DIRECTIVE. Write out the whole listing below again, including every line of text, and move each bounding-box coordinate up by 42. Leave the pictures out.

DATA SHOWN.
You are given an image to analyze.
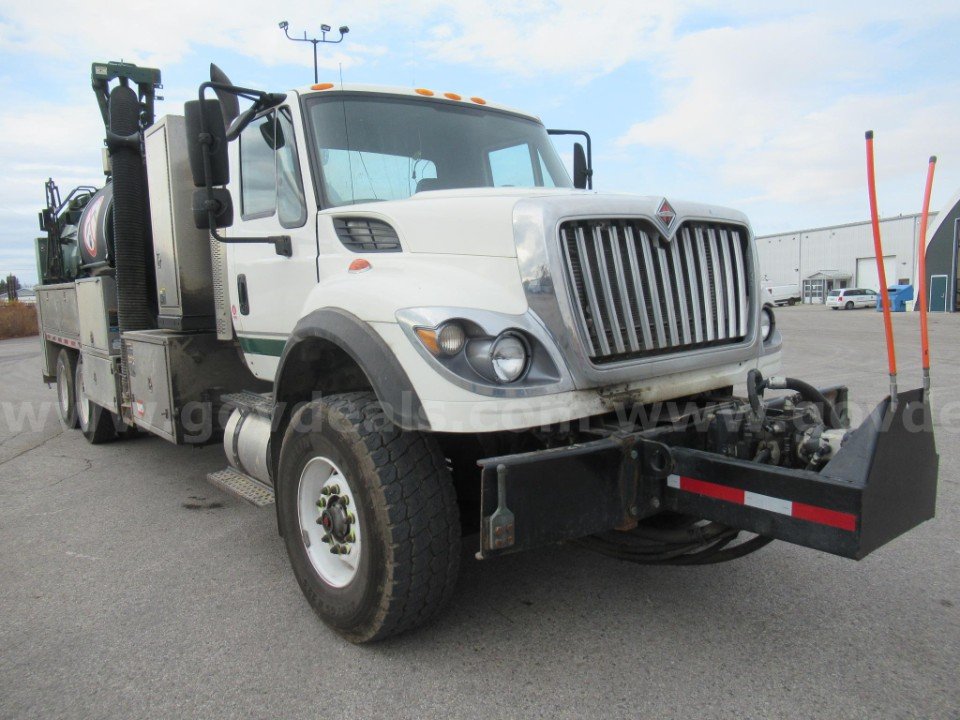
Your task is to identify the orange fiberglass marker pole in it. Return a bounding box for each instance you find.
[917,155,937,395]
[867,130,897,405]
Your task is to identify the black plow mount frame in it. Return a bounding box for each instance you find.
[479,388,939,560]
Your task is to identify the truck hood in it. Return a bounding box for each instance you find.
[320,188,747,257]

REPLY TO THE EXERCISE.
You are given an image to analyze.
Your task is to identify the orange fiberglass marker pole in it. Return a bounding box for each instance you find.
[959,197,979,437]
[909,172,939,447]
Your task is to identify the black plow mount frame in it. Return a bounding box for each instance you find.
[521,430,981,602]
Your task is to identify the truck hood in it. Return a bounding box for each instance you find.
[362,230,789,299]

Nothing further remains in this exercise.